## START

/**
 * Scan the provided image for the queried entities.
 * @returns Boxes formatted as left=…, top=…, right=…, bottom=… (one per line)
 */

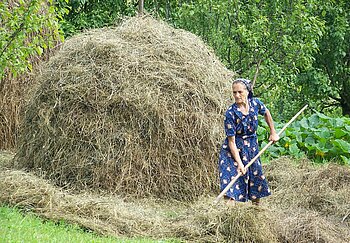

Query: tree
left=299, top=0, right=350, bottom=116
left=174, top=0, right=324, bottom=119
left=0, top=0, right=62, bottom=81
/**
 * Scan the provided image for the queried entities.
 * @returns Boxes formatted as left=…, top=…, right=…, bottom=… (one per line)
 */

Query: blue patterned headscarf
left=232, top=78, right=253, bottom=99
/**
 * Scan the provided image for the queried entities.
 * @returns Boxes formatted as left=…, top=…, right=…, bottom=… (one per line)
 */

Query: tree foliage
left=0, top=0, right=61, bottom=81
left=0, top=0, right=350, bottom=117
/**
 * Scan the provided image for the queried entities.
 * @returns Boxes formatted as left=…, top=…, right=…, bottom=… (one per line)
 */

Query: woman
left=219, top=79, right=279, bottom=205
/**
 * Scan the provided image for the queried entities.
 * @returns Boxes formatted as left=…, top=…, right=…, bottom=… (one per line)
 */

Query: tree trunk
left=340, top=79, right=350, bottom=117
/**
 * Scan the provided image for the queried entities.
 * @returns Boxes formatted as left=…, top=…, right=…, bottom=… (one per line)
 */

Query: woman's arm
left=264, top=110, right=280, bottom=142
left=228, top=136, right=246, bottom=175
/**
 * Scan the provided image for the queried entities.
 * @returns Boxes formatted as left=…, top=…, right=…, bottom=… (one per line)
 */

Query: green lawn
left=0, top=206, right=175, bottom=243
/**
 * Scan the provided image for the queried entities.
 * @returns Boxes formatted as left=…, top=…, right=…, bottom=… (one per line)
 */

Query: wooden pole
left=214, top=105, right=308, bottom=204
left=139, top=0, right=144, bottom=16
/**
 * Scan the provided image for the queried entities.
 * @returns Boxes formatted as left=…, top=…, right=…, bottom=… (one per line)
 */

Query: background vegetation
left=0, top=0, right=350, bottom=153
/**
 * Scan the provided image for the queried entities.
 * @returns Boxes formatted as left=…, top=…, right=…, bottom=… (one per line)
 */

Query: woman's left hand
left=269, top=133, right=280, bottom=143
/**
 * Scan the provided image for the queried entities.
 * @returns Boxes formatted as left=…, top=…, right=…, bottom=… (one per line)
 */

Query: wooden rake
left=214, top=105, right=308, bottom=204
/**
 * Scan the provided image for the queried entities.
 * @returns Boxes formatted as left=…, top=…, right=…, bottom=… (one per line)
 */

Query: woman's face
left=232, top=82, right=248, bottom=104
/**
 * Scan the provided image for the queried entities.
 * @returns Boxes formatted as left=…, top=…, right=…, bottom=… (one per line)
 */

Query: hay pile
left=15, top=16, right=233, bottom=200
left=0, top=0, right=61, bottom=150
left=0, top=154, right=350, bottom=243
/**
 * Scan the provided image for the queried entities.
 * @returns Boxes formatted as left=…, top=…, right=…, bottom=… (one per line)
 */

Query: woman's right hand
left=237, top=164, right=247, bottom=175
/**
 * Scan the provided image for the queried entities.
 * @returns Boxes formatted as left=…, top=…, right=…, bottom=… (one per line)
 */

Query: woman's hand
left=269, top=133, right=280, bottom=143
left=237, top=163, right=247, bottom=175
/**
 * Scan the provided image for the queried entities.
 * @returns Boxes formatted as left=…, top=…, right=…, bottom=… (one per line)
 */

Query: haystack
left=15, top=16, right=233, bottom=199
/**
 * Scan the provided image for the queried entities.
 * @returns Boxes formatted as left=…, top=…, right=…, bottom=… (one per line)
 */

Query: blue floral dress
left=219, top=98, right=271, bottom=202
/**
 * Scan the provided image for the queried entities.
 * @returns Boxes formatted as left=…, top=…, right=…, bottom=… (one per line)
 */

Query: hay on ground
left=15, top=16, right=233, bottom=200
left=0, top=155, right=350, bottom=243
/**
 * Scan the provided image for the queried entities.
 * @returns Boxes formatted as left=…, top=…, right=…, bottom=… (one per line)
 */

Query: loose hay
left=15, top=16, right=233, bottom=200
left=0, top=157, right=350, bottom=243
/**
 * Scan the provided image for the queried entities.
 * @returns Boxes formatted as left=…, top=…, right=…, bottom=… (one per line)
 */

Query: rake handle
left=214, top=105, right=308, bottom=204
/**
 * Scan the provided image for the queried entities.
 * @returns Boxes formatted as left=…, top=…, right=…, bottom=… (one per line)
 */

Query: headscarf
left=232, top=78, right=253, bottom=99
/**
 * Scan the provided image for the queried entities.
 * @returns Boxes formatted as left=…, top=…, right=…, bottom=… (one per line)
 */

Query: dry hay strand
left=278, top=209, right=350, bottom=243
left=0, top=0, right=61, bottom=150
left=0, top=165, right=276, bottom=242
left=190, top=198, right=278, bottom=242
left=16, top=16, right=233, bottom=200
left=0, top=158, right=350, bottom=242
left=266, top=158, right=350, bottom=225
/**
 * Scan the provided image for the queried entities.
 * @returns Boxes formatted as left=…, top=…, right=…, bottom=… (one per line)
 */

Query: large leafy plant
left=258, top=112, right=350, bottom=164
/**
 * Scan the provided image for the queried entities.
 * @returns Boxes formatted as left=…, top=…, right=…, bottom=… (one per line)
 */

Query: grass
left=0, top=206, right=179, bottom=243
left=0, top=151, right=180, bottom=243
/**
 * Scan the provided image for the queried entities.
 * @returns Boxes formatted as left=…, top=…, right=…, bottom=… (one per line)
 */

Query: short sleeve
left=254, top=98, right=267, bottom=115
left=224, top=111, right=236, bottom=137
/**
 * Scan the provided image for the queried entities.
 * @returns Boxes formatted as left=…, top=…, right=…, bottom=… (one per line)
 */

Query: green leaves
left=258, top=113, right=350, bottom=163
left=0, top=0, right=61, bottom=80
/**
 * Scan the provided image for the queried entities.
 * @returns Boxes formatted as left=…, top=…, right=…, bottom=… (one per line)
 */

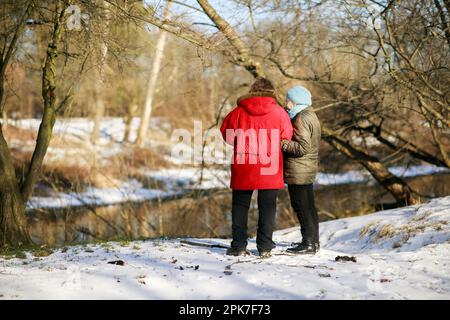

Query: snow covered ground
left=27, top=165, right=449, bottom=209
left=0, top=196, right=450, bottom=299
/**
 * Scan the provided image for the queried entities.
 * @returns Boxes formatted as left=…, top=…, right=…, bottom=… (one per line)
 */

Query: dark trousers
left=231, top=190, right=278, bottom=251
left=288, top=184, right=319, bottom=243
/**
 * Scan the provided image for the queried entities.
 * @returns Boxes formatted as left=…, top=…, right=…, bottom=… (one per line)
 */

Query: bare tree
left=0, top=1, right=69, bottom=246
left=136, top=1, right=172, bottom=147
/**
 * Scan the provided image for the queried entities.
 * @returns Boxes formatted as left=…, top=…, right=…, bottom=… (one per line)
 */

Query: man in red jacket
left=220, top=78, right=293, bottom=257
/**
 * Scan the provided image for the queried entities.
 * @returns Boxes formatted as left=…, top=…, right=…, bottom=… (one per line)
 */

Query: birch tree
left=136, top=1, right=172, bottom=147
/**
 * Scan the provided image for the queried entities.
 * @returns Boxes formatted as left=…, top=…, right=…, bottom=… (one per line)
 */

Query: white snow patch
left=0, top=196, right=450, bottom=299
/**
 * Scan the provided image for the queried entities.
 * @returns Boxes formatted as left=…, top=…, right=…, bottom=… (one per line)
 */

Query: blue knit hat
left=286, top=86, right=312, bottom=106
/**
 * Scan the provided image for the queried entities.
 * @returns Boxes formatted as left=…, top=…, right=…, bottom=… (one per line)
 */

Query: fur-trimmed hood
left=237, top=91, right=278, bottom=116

## END
## START

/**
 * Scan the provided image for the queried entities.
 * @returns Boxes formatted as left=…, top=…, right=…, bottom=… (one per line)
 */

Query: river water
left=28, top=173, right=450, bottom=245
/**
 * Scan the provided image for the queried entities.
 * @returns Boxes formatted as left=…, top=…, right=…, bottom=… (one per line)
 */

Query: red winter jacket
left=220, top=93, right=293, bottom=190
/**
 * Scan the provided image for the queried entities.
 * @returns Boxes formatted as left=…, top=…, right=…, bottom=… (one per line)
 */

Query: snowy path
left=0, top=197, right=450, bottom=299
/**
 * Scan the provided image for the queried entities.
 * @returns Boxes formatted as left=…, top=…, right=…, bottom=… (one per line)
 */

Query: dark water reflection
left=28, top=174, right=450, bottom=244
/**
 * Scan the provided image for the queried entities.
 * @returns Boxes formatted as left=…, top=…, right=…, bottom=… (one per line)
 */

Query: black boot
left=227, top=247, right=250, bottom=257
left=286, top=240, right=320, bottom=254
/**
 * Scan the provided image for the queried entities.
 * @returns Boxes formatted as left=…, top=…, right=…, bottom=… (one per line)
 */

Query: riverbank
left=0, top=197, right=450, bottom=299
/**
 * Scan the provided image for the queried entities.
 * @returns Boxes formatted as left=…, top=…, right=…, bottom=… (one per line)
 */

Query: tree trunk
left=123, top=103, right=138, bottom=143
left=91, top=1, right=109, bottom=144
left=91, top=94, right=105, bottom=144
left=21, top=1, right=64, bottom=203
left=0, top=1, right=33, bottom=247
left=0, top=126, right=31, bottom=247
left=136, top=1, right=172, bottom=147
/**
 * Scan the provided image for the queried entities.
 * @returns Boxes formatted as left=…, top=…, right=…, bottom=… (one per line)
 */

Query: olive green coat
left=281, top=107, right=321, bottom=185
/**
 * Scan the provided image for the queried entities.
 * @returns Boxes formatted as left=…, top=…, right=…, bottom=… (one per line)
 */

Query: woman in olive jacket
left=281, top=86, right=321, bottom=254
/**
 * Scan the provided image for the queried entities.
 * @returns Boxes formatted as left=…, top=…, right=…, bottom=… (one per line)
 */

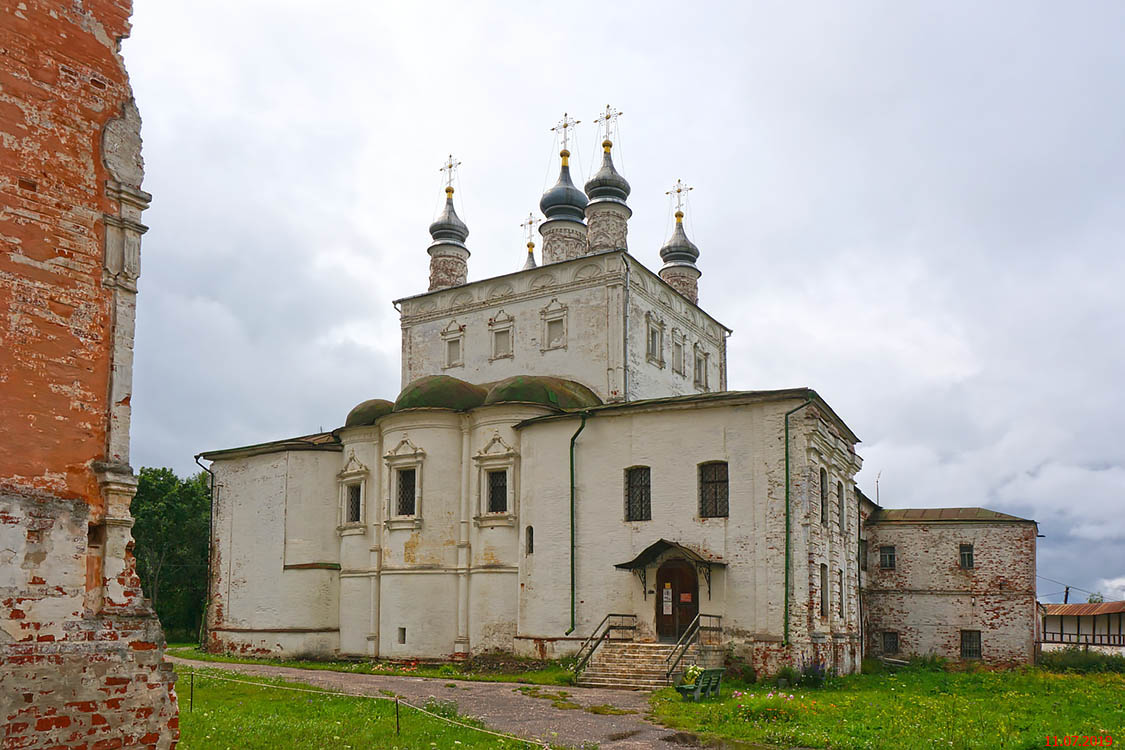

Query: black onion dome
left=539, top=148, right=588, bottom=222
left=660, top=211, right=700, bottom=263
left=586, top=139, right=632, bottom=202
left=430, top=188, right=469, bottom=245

## END

- [Given task]
Pick out each line above that contains the string "headscarf" and copy it. Case counts.

- [Output]
Query: blue patterned headscarf
Query: headscarf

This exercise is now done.